=== Exercise instructions ===
Copy out, exactly as written, only the line containing "the black boot" and the lines after it through the end of the records.

### Data for this exercise

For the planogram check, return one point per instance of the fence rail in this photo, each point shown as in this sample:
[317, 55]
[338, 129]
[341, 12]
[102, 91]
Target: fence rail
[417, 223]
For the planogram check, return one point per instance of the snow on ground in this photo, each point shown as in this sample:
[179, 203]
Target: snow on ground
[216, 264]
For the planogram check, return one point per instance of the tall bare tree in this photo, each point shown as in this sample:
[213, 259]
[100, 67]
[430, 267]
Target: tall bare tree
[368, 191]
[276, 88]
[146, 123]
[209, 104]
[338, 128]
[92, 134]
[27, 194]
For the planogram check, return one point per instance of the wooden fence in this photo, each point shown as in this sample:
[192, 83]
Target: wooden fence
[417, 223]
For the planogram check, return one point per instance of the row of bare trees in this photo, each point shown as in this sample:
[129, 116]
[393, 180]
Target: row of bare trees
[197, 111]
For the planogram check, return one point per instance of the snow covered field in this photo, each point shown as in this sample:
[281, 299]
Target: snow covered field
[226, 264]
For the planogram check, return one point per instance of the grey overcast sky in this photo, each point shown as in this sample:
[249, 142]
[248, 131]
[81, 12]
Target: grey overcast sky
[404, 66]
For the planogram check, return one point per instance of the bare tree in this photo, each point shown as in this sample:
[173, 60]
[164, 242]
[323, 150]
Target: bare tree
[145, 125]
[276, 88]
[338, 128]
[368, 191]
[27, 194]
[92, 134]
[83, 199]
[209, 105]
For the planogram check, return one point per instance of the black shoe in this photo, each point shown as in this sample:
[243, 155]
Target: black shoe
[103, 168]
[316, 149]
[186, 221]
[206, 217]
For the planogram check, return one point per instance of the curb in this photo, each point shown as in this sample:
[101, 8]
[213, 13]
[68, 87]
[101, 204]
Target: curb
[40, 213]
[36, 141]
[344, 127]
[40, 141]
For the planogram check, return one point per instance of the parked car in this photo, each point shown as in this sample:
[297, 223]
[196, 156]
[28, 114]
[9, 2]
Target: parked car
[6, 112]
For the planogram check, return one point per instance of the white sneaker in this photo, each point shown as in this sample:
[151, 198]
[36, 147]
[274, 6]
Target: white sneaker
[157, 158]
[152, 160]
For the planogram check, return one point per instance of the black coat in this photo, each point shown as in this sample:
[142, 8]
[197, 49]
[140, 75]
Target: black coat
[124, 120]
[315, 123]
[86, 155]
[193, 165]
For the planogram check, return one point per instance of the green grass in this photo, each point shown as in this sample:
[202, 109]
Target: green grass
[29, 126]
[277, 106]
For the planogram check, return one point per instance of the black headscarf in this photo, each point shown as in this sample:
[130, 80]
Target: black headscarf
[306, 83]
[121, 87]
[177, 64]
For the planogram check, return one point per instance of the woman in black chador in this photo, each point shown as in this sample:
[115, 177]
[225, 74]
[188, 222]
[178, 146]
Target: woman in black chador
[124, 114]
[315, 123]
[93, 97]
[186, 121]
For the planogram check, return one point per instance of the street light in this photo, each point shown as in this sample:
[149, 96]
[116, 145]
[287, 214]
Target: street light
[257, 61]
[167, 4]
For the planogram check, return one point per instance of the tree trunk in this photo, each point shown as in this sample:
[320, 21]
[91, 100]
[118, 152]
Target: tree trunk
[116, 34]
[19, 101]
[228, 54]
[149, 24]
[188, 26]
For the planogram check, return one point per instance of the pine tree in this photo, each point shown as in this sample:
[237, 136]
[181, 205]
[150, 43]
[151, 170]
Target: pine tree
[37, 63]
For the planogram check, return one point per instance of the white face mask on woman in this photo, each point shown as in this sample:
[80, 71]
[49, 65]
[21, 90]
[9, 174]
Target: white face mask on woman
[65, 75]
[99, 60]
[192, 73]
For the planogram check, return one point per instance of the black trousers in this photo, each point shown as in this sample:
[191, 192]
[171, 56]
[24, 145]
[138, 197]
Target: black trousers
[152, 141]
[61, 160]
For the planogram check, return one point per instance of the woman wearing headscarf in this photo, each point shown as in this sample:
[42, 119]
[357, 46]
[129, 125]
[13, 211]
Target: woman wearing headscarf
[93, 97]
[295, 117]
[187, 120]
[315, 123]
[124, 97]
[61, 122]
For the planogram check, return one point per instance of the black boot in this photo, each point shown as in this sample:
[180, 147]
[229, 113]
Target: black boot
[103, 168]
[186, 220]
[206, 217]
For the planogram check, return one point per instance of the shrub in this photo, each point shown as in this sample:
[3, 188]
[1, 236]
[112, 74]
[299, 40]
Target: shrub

######

=== Task result ===
For the planogram check, return one point per instance of the black boot in this photo, each point shown as in this sample:
[180, 147]
[229, 113]
Target: black boot
[103, 168]
[186, 220]
[206, 217]
For the planogram check, return one point per instance of the shrub in this photo, each point shown as in this sample:
[3, 188]
[1, 236]
[112, 74]
[299, 40]
Target: shrub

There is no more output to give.